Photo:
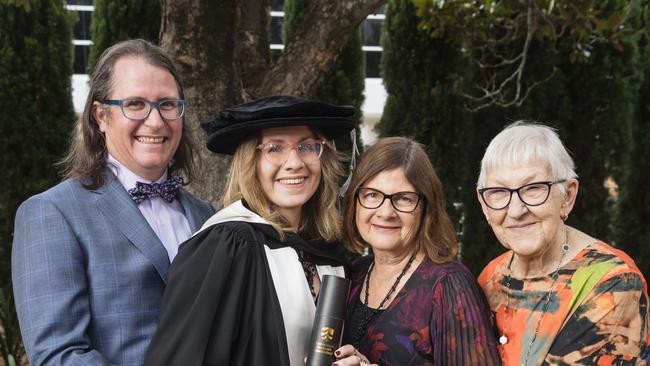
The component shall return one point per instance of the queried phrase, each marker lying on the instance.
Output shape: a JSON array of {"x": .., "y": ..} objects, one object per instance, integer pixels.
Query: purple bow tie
[{"x": 167, "y": 190}]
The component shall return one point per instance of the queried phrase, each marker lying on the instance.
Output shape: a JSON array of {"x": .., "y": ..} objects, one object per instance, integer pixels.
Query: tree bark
[
  {"x": 201, "y": 36},
  {"x": 317, "y": 42},
  {"x": 222, "y": 50}
]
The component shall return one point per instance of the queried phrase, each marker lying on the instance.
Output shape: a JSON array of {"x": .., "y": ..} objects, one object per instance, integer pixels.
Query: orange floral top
[{"x": 596, "y": 311}]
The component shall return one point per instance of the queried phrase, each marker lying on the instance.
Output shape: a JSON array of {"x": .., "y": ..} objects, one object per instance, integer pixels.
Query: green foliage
[
  {"x": 36, "y": 114},
  {"x": 590, "y": 102},
  {"x": 420, "y": 75},
  {"x": 115, "y": 21},
  {"x": 344, "y": 83}
]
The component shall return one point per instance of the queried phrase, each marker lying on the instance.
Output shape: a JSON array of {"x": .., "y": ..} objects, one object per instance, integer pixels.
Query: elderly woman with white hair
[{"x": 560, "y": 296}]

+ + + + +

◆ Assignment ◆
The answer must restate every entry word for word, with the pictures left out.

◆ Output for this task ◆
Photo:
The component shall return one point per instance of the queried phrase, each marker lying on the instance.
Output shape: a JSON array of {"x": .., "y": ..} objects, one object per instance, integer pixels.
Query: purple bow tie
[{"x": 167, "y": 190}]
The component shall return one point per instance of the queried phrase, each marker lying on the instance.
Output shape: a JSON array of {"x": .., "y": ..} objects, one object per instance, integer pixels.
Query: tree bark
[
  {"x": 201, "y": 36},
  {"x": 317, "y": 42},
  {"x": 222, "y": 50}
]
The component shall return one point per instance of the queried phrase, each marker lying on the instance.
Output shape: a JSON array of {"x": .., "y": ..} objects, one object per instance, integer pixels.
Query: orange floral top
[{"x": 596, "y": 311}]
The component shall return one point per instance of the queried phrase, each marker lying on the instance.
Output shape: a JSON array of {"x": .., "y": ..} objects, one object per instance, integer pixels.
Query: green foliage
[
  {"x": 36, "y": 114},
  {"x": 590, "y": 102},
  {"x": 420, "y": 75},
  {"x": 115, "y": 21},
  {"x": 344, "y": 83}
]
The component shall return one point per instance of the queried phrase, each marker lying on the instance.
Output shape: a JSON array of {"x": .., "y": ..} objects, one object per instance, integer pixels.
Query: elderly woman with white hair
[{"x": 560, "y": 296}]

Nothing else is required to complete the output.